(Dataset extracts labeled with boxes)
________________________________________
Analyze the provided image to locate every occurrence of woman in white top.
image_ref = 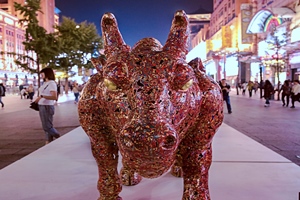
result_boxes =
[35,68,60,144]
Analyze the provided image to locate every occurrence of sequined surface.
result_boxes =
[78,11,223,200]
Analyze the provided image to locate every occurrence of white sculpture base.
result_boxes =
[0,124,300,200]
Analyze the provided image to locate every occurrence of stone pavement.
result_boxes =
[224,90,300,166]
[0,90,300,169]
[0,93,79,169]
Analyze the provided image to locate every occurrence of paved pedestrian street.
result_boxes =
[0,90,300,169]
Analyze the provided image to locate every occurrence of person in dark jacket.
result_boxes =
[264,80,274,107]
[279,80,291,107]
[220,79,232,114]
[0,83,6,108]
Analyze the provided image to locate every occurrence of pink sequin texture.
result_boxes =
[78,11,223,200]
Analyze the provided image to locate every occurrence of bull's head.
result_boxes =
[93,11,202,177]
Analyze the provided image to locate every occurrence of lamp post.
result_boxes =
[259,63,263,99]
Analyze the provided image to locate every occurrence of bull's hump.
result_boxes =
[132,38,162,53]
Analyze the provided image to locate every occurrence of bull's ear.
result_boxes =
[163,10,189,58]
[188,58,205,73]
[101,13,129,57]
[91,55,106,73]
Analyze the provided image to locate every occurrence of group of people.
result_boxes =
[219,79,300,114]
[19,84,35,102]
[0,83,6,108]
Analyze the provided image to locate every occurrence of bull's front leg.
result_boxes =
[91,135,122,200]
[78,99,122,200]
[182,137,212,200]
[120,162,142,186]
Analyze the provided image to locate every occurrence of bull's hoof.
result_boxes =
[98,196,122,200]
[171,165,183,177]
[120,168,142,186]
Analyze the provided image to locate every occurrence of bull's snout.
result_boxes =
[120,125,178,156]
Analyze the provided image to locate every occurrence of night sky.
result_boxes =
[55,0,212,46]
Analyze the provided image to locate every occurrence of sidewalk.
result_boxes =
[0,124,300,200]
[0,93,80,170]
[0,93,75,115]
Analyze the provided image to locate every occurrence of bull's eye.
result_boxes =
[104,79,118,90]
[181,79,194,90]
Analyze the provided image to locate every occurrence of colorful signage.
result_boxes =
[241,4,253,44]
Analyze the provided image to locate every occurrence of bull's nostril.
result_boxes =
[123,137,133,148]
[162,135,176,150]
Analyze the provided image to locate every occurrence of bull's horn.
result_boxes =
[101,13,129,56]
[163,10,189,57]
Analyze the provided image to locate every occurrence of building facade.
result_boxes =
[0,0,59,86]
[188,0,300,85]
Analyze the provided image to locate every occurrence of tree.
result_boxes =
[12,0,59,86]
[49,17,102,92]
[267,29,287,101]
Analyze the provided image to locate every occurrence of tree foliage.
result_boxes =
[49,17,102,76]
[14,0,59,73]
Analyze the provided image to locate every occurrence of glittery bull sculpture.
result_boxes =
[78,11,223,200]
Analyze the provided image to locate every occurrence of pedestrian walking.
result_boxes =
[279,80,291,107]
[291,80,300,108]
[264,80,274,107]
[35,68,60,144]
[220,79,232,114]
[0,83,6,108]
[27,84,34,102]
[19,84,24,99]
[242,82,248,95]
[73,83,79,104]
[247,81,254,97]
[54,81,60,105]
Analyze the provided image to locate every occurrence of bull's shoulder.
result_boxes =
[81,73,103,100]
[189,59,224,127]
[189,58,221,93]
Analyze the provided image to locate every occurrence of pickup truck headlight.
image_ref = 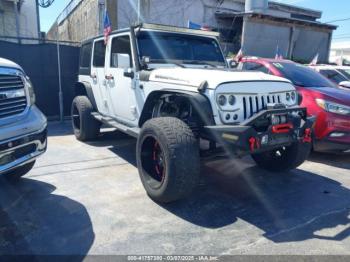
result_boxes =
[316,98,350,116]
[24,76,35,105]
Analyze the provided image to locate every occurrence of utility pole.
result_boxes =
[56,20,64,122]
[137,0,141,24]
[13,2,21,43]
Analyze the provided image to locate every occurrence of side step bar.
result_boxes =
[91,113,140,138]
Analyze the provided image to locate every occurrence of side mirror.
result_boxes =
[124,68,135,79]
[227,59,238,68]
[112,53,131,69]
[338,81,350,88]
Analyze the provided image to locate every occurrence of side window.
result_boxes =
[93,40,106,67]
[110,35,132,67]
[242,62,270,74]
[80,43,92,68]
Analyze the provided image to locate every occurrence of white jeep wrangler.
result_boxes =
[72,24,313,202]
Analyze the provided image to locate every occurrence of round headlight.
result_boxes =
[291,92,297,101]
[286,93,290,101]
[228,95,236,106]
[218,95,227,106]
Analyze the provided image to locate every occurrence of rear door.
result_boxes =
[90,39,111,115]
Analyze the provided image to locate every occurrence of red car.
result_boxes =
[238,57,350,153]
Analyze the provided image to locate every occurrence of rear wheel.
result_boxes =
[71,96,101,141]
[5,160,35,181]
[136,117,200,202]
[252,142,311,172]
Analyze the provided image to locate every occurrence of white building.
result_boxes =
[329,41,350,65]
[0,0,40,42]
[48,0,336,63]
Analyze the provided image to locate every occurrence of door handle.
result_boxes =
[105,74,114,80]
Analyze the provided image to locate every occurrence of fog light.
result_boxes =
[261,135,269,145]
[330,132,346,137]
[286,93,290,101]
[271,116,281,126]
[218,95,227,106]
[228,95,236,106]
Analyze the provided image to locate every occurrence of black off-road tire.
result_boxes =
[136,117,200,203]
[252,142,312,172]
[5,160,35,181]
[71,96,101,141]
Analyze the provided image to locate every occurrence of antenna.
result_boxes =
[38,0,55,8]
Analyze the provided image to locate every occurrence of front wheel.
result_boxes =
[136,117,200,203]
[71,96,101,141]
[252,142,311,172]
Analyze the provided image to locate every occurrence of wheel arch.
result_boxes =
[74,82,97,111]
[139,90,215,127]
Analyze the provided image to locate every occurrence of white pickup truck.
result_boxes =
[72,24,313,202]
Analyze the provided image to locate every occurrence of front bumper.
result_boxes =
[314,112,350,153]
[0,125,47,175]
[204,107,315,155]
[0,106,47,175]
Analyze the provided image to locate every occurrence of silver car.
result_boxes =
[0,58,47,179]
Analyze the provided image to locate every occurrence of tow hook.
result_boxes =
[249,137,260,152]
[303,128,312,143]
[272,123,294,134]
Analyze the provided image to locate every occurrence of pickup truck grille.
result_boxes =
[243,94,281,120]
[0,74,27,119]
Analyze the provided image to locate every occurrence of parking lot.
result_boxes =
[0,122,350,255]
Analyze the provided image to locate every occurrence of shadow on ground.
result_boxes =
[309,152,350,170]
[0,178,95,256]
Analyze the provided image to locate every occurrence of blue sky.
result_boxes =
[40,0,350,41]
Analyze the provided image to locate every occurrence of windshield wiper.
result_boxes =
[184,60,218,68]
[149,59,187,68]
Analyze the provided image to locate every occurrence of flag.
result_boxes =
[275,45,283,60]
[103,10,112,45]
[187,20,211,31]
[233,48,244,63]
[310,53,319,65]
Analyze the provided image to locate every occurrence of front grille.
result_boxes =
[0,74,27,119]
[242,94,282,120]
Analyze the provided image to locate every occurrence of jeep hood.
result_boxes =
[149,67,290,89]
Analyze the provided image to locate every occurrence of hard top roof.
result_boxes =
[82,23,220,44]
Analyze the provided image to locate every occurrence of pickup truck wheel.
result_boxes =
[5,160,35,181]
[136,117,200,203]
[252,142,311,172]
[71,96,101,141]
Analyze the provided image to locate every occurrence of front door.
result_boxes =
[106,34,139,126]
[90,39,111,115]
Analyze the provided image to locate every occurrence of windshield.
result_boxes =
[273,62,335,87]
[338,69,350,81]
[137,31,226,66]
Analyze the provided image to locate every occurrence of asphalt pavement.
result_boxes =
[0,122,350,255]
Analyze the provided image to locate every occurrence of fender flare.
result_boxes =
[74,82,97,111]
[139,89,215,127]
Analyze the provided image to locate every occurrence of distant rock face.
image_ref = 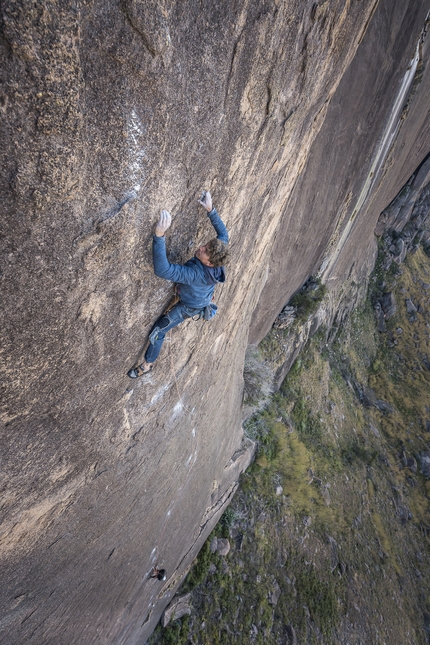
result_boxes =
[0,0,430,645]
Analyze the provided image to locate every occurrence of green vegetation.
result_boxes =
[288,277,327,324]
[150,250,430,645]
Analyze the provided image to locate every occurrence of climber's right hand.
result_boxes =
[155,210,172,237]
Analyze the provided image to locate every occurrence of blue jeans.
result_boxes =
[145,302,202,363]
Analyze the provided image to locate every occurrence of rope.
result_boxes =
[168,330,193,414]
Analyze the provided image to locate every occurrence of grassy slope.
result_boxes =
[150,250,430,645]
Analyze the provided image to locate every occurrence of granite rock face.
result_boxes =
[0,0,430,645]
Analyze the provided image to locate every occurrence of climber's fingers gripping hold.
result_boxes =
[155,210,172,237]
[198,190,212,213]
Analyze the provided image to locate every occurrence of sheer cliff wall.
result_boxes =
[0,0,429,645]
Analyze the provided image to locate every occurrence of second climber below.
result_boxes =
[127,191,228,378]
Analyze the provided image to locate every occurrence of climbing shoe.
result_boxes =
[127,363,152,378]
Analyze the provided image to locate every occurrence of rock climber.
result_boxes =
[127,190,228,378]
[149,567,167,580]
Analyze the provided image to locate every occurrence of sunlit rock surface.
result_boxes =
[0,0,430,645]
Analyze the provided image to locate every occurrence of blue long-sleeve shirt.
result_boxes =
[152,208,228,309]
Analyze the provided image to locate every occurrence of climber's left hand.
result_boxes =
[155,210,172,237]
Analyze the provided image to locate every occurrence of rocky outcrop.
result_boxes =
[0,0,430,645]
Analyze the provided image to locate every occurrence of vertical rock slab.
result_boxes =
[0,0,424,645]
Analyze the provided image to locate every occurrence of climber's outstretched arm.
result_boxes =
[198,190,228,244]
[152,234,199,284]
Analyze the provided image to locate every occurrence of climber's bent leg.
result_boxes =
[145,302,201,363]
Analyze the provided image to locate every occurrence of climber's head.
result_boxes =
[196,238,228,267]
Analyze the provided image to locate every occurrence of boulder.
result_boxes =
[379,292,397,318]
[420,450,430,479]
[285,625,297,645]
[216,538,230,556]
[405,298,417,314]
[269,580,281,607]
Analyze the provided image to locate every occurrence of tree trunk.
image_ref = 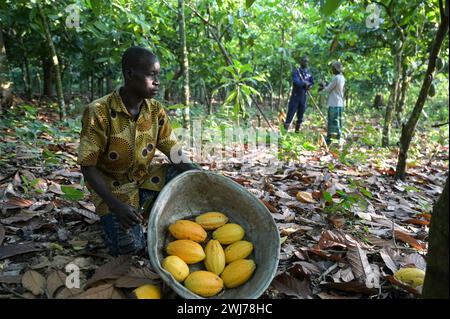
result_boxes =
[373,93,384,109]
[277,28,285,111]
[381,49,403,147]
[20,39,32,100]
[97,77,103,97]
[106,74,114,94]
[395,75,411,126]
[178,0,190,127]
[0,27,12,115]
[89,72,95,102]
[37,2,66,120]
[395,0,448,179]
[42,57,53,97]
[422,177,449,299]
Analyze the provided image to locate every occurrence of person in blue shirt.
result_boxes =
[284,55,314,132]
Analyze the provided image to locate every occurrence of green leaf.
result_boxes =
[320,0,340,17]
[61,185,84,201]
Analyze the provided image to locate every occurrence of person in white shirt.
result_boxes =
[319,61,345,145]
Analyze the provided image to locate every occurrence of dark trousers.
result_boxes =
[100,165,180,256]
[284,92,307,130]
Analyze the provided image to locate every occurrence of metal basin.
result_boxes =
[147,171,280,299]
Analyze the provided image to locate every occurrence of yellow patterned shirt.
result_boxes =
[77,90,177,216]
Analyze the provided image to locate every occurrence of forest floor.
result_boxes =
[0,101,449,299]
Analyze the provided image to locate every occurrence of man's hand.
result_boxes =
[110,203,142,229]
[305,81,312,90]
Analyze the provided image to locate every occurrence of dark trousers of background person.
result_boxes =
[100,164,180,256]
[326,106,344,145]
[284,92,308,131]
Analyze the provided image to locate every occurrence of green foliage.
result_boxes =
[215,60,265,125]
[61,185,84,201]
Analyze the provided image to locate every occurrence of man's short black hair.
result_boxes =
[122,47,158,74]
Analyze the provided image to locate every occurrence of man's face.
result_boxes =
________________________________________
Extract the lines from the one containing "of green foliage." through the one containing "[122,47,158,74]", inclusive, and reproduce them verbatim.

SOLUTION TO THE EXERCISE.
Analyze the provided image to locate every occurrence of green foliage.
result_boxes =
[215,60,265,125]
[61,185,84,201]
Analyze the provided image to locate every occurrence of man's short black hair.
result_boxes =
[122,47,158,74]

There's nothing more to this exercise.